Convert the entries below, starting with the line containing "Identify where the metal" and running through the final entry, into a two-column CSV with the headers label_request and bounding_boxes. Write one row per request, with the request text and its answer each in a single quoted field and any line breaks replaced by spaces.

═════ DATA LINES ═════

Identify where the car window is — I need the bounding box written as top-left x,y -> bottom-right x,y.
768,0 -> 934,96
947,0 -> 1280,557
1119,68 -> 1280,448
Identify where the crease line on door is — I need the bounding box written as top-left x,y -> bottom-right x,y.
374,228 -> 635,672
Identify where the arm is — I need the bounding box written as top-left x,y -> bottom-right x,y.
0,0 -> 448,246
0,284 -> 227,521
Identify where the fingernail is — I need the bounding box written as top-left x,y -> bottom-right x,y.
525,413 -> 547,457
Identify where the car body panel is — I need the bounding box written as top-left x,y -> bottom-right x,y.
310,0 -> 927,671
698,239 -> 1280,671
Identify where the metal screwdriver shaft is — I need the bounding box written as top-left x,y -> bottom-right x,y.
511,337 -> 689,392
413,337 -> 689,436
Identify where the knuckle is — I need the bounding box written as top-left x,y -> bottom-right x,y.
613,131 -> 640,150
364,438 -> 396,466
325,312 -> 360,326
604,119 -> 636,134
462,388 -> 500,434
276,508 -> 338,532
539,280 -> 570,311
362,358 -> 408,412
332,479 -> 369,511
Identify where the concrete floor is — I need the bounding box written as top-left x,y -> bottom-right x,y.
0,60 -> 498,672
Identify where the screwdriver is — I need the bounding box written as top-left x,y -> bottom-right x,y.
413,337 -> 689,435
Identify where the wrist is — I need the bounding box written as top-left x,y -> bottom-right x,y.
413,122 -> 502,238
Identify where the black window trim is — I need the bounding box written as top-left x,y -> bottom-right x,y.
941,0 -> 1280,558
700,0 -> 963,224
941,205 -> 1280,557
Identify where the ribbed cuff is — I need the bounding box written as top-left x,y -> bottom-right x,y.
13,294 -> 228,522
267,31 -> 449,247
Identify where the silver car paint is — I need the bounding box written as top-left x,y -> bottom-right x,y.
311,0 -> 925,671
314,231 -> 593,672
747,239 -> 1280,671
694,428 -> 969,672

═════

» WRITTEN RESPONSE
label_request,bounding_boxes
"Identify where the metal screwdriver shaft is — I need the bounding box written as top-left x,y -> bottom-right x,y.","511,337 -> 689,392 413,337 -> 689,436"
"Identify where the knuckle is — I need the bounding box written as top-left x,y -> bottom-right x,y.","613,131 -> 640,150 364,438 -> 396,466 325,312 -> 360,326 604,119 -> 636,134 462,388 -> 500,434 276,508 -> 338,532 539,280 -> 570,311 362,358 -> 408,412 332,479 -> 369,511"
"Identify where the concrete floor is — I need the bounding box written as top-left x,y -> bottom-right x,y.","0,60 -> 498,672"
"Identify where the screwdriver is — I need the bounding box written as top-left x,y -> bottom-right x,y.","413,337 -> 689,435"
"Identify where the wrist is — I need the bounding box written as top-left x,y -> bottom-right x,y.","413,122 -> 502,238"
"Identify where the black window trim is — I need the bounding box written as top-left x,y -> bottom-right x,y.","941,0 -> 1280,558 700,0 -> 963,224 941,205 -> 1280,557"
"Identify where the ribbed cuff is — I need the bounding box written as top-left x,y -> bottom-right x,y.","13,294 -> 228,522 267,31 -> 449,247"
"Identify where the silver car paint is — I need the bounding box written as top-left x,y -> bottom-right x,y.","311,0 -> 925,671 314,231 -> 593,672 747,239 -> 1280,671 694,428 -> 969,672"